• [Exercise instructions]:
Please print every line of the listing below, unchanged, from the line with "of the nose" up to and including the final line of the listing, and nothing else.

──────── Items ────────

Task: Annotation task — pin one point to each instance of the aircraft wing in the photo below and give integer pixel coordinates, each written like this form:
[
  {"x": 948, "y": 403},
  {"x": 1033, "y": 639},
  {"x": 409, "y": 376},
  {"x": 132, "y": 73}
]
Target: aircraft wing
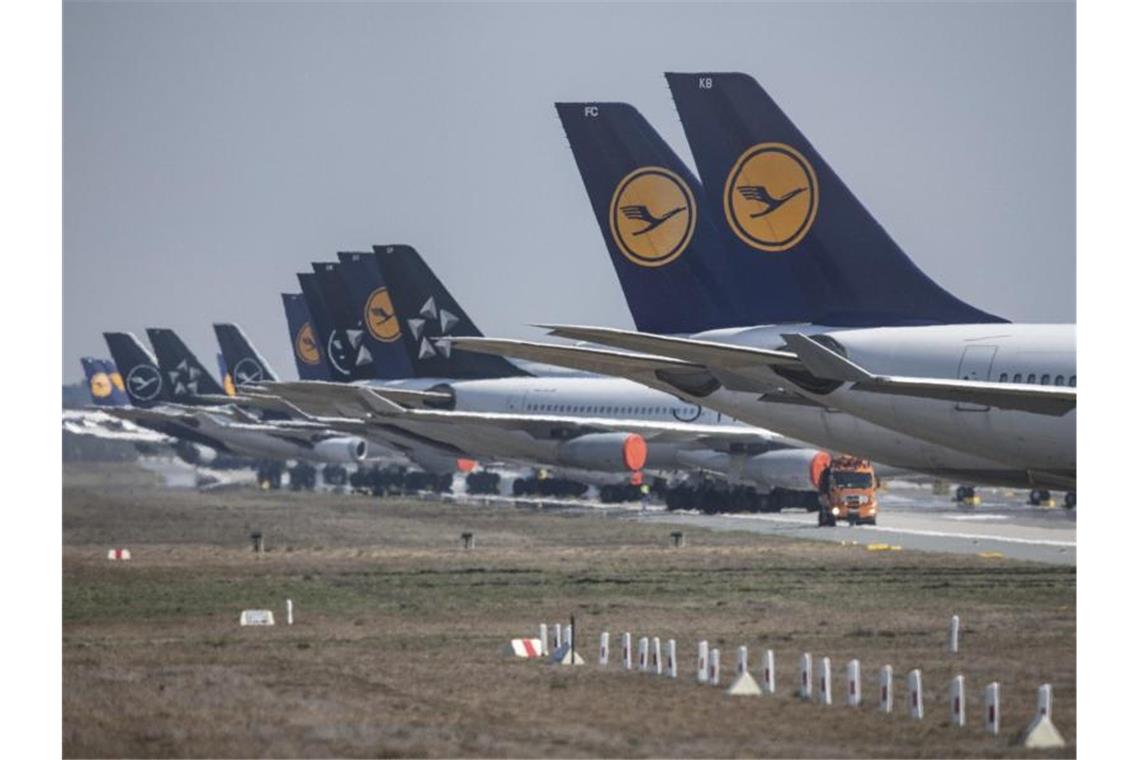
[
  {"x": 685, "y": 349},
  {"x": 561, "y": 426},
  {"x": 638, "y": 367},
  {"x": 1037, "y": 399}
]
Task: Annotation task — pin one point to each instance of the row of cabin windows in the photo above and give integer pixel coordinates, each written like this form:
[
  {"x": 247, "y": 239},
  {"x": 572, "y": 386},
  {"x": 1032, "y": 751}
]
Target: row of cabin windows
[
  {"x": 601, "y": 410},
  {"x": 1045, "y": 378}
]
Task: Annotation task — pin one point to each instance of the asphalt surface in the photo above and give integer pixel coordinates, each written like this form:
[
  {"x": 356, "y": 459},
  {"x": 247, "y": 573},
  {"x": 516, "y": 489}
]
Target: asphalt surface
[{"x": 913, "y": 519}]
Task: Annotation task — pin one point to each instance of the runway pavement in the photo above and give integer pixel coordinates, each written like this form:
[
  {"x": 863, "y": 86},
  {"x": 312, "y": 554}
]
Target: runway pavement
[{"x": 915, "y": 520}]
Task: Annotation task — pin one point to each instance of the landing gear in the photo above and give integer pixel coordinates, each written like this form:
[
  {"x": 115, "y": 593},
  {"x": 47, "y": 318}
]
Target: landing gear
[
  {"x": 269, "y": 474},
  {"x": 302, "y": 477},
  {"x": 482, "y": 483}
]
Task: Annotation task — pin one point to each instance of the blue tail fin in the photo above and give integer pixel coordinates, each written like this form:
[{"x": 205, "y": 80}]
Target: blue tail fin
[
  {"x": 428, "y": 312},
  {"x": 100, "y": 382},
  {"x": 787, "y": 217},
  {"x": 227, "y": 382},
  {"x": 239, "y": 360},
  {"x": 303, "y": 337},
  {"x": 653, "y": 217},
  {"x": 371, "y": 302},
  {"x": 141, "y": 376},
  {"x": 184, "y": 374},
  {"x": 344, "y": 349}
]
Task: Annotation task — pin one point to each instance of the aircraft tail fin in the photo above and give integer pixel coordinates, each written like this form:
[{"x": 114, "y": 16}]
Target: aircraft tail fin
[
  {"x": 104, "y": 383},
  {"x": 239, "y": 360},
  {"x": 429, "y": 313},
  {"x": 786, "y": 213},
  {"x": 348, "y": 357},
  {"x": 185, "y": 375},
  {"x": 302, "y": 336},
  {"x": 376, "y": 325},
  {"x": 141, "y": 377},
  {"x": 654, "y": 219}
]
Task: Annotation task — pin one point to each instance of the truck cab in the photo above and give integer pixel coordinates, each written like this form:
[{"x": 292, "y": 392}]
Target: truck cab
[{"x": 847, "y": 491}]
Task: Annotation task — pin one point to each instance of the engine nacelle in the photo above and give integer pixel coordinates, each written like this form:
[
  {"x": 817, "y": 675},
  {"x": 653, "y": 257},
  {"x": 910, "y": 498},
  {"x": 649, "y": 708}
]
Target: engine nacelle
[
  {"x": 344, "y": 450},
  {"x": 195, "y": 454},
  {"x": 796, "y": 470},
  {"x": 604, "y": 451}
]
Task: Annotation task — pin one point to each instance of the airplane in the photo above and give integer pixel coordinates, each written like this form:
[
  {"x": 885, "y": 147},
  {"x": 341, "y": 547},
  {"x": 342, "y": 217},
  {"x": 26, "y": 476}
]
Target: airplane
[
  {"x": 816, "y": 269},
  {"x": 170, "y": 395},
  {"x": 106, "y": 389},
  {"x": 491, "y": 408},
  {"x": 243, "y": 365}
]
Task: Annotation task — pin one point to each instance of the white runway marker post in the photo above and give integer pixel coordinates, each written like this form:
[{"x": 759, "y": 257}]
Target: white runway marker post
[
  {"x": 805, "y": 676},
  {"x": 886, "y": 688},
  {"x": 824, "y": 681},
  {"x": 768, "y": 671},
  {"x": 914, "y": 693},
  {"x": 854, "y": 684},
  {"x": 958, "y": 701},
  {"x": 1045, "y": 701},
  {"x": 993, "y": 708}
]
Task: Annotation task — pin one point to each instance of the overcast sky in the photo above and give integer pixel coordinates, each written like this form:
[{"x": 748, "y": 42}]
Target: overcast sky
[{"x": 211, "y": 150}]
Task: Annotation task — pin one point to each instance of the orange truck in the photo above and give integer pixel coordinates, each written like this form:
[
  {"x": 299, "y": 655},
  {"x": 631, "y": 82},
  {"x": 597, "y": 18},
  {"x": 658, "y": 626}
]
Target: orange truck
[{"x": 847, "y": 491}]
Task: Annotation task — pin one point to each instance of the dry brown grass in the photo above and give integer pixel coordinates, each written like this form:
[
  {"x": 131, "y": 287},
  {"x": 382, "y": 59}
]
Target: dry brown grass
[{"x": 397, "y": 648}]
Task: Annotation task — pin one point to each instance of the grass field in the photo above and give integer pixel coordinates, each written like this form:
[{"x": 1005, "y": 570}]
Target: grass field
[{"x": 397, "y": 645}]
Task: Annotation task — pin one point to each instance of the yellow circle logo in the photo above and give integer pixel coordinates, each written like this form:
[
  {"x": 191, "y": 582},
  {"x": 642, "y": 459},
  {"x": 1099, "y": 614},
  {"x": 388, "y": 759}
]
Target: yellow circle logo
[
  {"x": 380, "y": 316},
  {"x": 100, "y": 385},
  {"x": 771, "y": 197},
  {"x": 652, "y": 217},
  {"x": 306, "y": 345}
]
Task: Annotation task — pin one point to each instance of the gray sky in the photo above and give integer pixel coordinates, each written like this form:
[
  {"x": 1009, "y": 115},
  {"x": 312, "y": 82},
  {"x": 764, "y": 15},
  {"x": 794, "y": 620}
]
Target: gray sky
[{"x": 212, "y": 150}]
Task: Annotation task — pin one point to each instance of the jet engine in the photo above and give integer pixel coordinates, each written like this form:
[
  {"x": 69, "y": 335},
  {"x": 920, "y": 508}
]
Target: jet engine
[
  {"x": 796, "y": 470},
  {"x": 195, "y": 454},
  {"x": 604, "y": 451},
  {"x": 343, "y": 450}
]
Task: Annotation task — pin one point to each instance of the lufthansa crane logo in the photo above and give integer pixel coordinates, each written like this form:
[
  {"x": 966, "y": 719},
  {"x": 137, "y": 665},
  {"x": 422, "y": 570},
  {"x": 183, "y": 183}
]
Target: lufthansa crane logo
[
  {"x": 652, "y": 217},
  {"x": 380, "y": 316},
  {"x": 771, "y": 197},
  {"x": 144, "y": 383},
  {"x": 100, "y": 385},
  {"x": 306, "y": 345}
]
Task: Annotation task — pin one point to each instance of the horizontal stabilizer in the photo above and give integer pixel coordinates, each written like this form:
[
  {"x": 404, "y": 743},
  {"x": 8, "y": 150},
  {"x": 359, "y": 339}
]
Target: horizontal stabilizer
[{"x": 1037, "y": 399}]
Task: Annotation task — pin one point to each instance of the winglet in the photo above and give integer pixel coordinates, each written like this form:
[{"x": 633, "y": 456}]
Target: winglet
[
  {"x": 825, "y": 364},
  {"x": 379, "y": 405}
]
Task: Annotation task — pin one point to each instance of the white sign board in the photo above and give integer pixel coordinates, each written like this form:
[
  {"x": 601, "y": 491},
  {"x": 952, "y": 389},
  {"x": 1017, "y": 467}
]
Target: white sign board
[{"x": 257, "y": 618}]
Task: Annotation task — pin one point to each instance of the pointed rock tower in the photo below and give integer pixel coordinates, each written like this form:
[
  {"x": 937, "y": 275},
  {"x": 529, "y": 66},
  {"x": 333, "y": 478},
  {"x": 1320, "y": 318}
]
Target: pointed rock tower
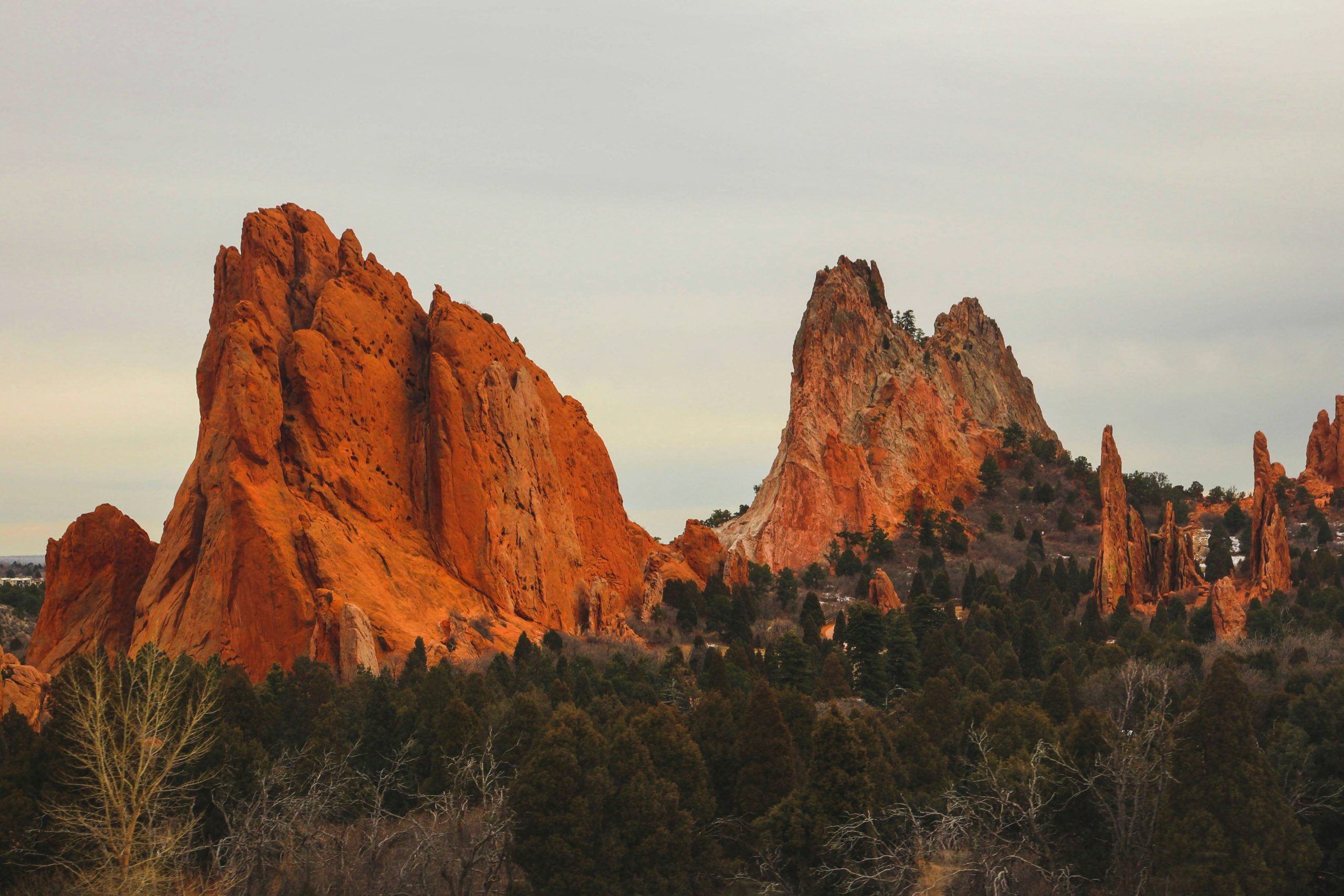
[{"x": 879, "y": 421}]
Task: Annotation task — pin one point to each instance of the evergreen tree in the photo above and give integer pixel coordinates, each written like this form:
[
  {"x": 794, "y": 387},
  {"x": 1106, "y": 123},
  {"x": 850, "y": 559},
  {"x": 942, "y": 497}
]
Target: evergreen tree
[
  {"x": 867, "y": 640},
  {"x": 1226, "y": 827},
  {"x": 834, "y": 683},
  {"x": 991, "y": 477},
  {"x": 561, "y": 803},
  {"x": 765, "y": 746},
  {"x": 881, "y": 546},
  {"x": 1218, "y": 562}
]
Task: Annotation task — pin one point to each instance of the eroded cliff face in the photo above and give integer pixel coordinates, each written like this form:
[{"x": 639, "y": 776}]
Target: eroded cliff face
[
  {"x": 1324, "y": 469},
  {"x": 368, "y": 473},
  {"x": 877, "y": 421},
  {"x": 1124, "y": 556},
  {"x": 94, "y": 575},
  {"x": 1269, "y": 562}
]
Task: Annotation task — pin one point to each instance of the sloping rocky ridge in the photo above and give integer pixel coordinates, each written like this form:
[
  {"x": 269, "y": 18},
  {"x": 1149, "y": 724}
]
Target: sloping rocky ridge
[
  {"x": 879, "y": 422},
  {"x": 369, "y": 473}
]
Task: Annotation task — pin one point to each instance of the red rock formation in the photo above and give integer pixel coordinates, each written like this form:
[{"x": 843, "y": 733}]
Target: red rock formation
[
  {"x": 882, "y": 594},
  {"x": 1227, "y": 609},
  {"x": 1269, "y": 562},
  {"x": 94, "y": 574},
  {"x": 701, "y": 549},
  {"x": 1175, "y": 568},
  {"x": 1326, "y": 452},
  {"x": 366, "y": 475},
  {"x": 25, "y": 688},
  {"x": 1124, "y": 562},
  {"x": 877, "y": 421}
]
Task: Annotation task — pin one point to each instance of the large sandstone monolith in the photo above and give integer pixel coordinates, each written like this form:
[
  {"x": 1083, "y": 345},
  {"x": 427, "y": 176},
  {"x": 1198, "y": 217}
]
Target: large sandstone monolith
[
  {"x": 94, "y": 574},
  {"x": 355, "y": 450},
  {"x": 1269, "y": 562},
  {"x": 1324, "y": 469},
  {"x": 879, "y": 421}
]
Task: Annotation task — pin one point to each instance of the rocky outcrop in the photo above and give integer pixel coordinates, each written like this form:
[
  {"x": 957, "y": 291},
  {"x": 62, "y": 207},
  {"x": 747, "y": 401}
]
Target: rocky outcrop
[
  {"x": 1124, "y": 556},
  {"x": 94, "y": 575},
  {"x": 1227, "y": 609},
  {"x": 1326, "y": 452},
  {"x": 1175, "y": 567},
  {"x": 1269, "y": 562},
  {"x": 701, "y": 549},
  {"x": 358, "y": 450},
  {"x": 879, "y": 421},
  {"x": 882, "y": 594},
  {"x": 25, "y": 688}
]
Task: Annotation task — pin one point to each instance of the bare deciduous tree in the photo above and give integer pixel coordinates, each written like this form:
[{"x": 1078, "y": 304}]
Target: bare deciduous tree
[
  {"x": 136, "y": 731},
  {"x": 1127, "y": 779},
  {"x": 994, "y": 835}
]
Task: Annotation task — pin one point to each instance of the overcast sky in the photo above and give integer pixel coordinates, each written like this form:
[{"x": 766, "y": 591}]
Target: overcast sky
[{"x": 1148, "y": 196}]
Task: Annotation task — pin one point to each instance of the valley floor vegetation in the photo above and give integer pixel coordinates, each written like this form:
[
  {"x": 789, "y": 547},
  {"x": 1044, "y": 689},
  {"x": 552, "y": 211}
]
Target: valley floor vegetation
[{"x": 999, "y": 738}]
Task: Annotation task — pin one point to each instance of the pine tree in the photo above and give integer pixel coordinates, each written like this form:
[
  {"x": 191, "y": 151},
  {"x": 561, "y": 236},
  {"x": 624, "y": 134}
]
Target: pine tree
[
  {"x": 561, "y": 801},
  {"x": 834, "y": 683},
  {"x": 1227, "y": 828},
  {"x": 765, "y": 746},
  {"x": 991, "y": 477},
  {"x": 867, "y": 640}
]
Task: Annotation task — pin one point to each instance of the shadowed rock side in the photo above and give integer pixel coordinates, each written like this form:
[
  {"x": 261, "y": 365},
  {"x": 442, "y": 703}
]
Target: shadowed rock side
[
  {"x": 882, "y": 593},
  {"x": 94, "y": 575},
  {"x": 877, "y": 421},
  {"x": 1227, "y": 609},
  {"x": 1131, "y": 562},
  {"x": 1326, "y": 452},
  {"x": 368, "y": 473},
  {"x": 1175, "y": 567},
  {"x": 1269, "y": 562}
]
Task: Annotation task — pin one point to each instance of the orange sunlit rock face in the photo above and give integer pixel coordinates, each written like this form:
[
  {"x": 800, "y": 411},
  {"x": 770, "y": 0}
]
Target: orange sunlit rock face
[
  {"x": 366, "y": 465},
  {"x": 878, "y": 422},
  {"x": 1324, "y": 469},
  {"x": 1124, "y": 559},
  {"x": 94, "y": 575},
  {"x": 1269, "y": 562}
]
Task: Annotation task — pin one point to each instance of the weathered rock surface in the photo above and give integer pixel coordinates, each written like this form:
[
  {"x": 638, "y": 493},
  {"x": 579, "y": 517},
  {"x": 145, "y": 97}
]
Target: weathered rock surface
[
  {"x": 94, "y": 575},
  {"x": 701, "y": 549},
  {"x": 1175, "y": 568},
  {"x": 1227, "y": 609},
  {"x": 1124, "y": 556},
  {"x": 1269, "y": 562},
  {"x": 25, "y": 688},
  {"x": 882, "y": 593},
  {"x": 358, "y": 450},
  {"x": 1326, "y": 452},
  {"x": 879, "y": 422}
]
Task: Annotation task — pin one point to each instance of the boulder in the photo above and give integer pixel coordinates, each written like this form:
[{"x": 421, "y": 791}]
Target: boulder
[
  {"x": 1124, "y": 555},
  {"x": 882, "y": 593},
  {"x": 879, "y": 419},
  {"x": 25, "y": 688}
]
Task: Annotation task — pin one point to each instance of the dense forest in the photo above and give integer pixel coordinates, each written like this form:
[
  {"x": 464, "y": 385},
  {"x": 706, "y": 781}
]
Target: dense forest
[{"x": 1003, "y": 739}]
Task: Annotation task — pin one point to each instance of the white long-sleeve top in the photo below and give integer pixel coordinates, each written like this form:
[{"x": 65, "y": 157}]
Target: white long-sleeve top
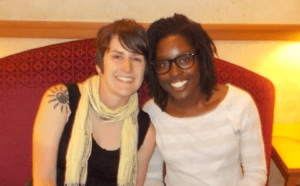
[{"x": 208, "y": 150}]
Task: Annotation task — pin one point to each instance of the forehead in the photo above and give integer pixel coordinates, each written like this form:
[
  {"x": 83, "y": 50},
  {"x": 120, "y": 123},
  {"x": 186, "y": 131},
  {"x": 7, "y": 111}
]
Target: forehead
[
  {"x": 172, "y": 46},
  {"x": 115, "y": 44}
]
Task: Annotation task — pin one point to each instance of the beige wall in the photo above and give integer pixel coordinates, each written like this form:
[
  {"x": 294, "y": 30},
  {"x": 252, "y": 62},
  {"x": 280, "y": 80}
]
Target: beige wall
[{"x": 278, "y": 61}]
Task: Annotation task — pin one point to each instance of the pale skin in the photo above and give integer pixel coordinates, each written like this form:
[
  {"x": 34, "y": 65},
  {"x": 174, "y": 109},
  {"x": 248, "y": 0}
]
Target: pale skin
[{"x": 54, "y": 113}]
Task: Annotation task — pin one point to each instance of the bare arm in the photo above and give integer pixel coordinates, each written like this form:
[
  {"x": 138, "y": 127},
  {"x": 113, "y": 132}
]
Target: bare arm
[
  {"x": 144, "y": 155},
  {"x": 48, "y": 127}
]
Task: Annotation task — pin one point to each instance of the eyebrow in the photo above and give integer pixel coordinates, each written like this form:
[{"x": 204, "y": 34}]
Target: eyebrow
[{"x": 116, "y": 51}]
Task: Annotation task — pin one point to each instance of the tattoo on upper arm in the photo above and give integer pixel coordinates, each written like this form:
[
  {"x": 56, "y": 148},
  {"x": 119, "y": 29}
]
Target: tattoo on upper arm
[{"x": 60, "y": 96}]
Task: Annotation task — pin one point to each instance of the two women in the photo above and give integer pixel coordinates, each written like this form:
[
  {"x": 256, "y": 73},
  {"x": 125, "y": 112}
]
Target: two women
[
  {"x": 93, "y": 133},
  {"x": 208, "y": 134}
]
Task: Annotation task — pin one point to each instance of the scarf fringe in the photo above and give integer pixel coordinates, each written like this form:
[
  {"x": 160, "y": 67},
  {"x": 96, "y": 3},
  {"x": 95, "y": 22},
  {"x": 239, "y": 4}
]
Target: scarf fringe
[{"x": 80, "y": 145}]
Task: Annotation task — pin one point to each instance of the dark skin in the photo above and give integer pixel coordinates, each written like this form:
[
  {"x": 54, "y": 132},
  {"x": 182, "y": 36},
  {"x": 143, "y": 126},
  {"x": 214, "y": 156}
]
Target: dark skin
[{"x": 183, "y": 85}]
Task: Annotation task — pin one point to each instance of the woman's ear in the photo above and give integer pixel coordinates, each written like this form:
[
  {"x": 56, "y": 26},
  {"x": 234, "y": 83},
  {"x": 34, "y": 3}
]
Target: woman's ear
[{"x": 98, "y": 69}]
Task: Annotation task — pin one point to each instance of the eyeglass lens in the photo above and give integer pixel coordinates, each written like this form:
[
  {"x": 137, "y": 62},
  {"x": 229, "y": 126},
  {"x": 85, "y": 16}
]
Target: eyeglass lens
[{"x": 184, "y": 61}]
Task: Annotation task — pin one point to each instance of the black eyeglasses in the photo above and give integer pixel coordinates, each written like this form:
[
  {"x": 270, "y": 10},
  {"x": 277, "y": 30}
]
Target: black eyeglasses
[{"x": 183, "y": 61}]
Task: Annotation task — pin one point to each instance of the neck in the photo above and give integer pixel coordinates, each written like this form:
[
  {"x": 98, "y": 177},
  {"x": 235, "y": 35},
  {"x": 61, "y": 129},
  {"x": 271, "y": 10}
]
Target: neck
[{"x": 111, "y": 101}]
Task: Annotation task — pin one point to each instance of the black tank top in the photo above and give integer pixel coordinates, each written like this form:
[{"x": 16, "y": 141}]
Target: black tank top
[{"x": 102, "y": 164}]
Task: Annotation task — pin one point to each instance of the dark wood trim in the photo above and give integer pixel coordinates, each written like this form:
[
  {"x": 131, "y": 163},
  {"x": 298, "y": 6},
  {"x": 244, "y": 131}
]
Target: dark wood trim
[{"x": 81, "y": 30}]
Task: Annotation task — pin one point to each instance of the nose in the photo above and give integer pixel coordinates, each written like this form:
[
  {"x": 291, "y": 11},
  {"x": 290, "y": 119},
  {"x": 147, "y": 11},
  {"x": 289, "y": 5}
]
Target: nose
[{"x": 127, "y": 66}]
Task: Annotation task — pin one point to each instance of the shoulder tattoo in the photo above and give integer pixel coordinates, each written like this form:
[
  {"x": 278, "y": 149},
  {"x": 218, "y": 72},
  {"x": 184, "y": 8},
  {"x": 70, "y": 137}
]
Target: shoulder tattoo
[{"x": 59, "y": 95}]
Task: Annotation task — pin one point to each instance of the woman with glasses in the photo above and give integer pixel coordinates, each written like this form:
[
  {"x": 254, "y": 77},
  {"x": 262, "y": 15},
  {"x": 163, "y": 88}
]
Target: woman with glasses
[{"x": 208, "y": 134}]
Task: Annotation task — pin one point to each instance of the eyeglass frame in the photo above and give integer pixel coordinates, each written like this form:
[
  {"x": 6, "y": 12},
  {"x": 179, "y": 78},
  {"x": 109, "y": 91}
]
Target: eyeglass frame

────────

• [Complete output]:
Task: Annotation task — pin one point to each instance of the nose in the photo above and give integer pixel coordinates, each written like this form:
[
  {"x": 291, "y": 11},
  {"x": 290, "y": 119},
  {"x": 147, "y": 11},
  {"x": 289, "y": 5}
]
Target: nose
[{"x": 127, "y": 66}]
Task: Annotation task — pin one point to each instance of the shoulder tattoo in the photo above and give integer pixel coordinates, each written like this form:
[
  {"x": 278, "y": 149},
  {"x": 218, "y": 72},
  {"x": 184, "y": 8},
  {"x": 70, "y": 137}
]
Target: shoulder tattoo
[{"x": 59, "y": 95}]
Task: Annotation task — pin one point to each instance of the woman with glasses in the photo above and give integer pixel coordinates, each written like this form:
[
  {"x": 254, "y": 77},
  {"x": 262, "y": 15},
  {"x": 163, "y": 88}
]
Target: woman with glasses
[{"x": 208, "y": 134}]
Task: Annotation task — pin one point to each instance of the eyeglass frame in the photo above and give integer pixel coordinates, each written like this form:
[
  {"x": 6, "y": 12},
  {"x": 179, "y": 78},
  {"x": 109, "y": 91}
]
Target: eyeglass frame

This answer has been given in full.